_Given problem_
Count the lines in the records below that contain the string "forehead", and reply with the number alone.

_Records to use_
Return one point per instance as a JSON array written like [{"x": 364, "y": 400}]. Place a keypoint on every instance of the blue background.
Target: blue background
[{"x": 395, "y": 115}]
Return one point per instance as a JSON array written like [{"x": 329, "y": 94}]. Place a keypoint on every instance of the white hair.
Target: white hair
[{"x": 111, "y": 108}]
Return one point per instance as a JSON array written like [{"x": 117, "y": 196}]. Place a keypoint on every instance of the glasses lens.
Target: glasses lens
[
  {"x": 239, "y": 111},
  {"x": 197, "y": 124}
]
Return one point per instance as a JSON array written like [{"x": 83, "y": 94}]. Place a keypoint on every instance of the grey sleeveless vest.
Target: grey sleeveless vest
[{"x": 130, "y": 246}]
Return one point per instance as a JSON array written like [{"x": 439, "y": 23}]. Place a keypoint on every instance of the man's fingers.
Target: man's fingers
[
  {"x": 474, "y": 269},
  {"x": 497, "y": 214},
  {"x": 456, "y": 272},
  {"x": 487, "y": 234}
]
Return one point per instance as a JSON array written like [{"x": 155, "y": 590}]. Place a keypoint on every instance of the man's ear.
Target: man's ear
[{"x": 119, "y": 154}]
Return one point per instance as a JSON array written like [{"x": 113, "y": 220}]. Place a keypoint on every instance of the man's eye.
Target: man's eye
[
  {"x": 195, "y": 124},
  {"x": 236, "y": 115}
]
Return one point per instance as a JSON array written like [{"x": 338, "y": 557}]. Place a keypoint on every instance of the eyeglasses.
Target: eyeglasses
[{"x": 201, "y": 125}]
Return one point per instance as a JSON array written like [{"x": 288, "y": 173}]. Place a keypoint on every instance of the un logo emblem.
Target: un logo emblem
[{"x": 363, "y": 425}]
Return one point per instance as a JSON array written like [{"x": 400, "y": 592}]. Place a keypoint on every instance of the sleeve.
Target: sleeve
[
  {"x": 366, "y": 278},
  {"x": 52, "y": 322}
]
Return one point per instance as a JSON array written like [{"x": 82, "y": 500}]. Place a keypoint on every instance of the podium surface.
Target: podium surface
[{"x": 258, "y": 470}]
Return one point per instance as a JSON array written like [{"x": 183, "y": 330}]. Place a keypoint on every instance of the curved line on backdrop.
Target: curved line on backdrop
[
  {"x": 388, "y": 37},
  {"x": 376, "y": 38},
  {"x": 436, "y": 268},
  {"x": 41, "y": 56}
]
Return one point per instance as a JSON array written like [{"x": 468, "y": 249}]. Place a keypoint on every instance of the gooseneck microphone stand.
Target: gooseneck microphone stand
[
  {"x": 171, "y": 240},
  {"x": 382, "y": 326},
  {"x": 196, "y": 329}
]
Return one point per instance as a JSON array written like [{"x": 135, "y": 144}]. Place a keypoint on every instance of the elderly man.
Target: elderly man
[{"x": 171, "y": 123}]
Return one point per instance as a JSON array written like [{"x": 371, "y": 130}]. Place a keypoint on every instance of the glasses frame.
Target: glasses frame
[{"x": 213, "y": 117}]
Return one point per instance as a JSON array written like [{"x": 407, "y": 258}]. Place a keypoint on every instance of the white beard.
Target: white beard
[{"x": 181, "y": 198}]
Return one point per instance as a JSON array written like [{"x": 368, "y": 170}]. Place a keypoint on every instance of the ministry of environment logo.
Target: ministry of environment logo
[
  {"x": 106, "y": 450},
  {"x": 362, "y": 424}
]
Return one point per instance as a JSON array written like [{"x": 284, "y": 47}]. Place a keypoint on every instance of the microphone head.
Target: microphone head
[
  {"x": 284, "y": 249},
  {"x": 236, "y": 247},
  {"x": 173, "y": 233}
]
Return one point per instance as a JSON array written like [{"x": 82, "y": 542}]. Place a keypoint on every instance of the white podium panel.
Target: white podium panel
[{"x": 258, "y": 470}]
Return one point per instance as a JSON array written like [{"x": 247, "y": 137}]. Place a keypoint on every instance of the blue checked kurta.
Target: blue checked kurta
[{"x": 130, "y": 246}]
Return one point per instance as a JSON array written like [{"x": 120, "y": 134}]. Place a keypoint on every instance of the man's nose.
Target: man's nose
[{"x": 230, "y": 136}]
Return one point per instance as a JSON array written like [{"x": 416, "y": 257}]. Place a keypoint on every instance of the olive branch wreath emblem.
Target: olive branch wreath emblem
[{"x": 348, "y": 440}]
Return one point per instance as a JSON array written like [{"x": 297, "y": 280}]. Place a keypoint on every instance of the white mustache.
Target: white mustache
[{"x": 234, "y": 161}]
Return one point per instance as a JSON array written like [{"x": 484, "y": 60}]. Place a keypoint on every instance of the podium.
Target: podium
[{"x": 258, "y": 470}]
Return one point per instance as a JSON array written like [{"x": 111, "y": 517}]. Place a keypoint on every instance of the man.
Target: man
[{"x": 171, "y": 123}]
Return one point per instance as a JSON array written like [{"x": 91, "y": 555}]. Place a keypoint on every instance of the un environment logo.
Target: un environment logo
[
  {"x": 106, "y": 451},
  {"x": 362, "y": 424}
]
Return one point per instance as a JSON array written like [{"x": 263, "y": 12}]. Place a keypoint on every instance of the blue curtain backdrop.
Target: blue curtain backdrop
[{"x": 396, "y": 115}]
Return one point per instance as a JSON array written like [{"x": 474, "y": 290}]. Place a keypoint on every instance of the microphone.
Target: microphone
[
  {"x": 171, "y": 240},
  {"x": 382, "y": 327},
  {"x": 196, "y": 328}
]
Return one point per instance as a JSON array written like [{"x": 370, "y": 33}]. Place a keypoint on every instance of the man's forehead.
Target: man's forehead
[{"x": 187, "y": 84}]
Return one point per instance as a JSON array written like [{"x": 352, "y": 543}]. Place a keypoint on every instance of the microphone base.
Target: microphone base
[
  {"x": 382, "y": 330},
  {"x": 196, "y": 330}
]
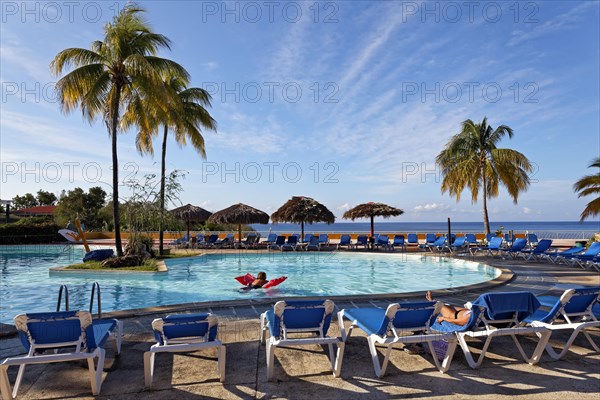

_Result for this task_
2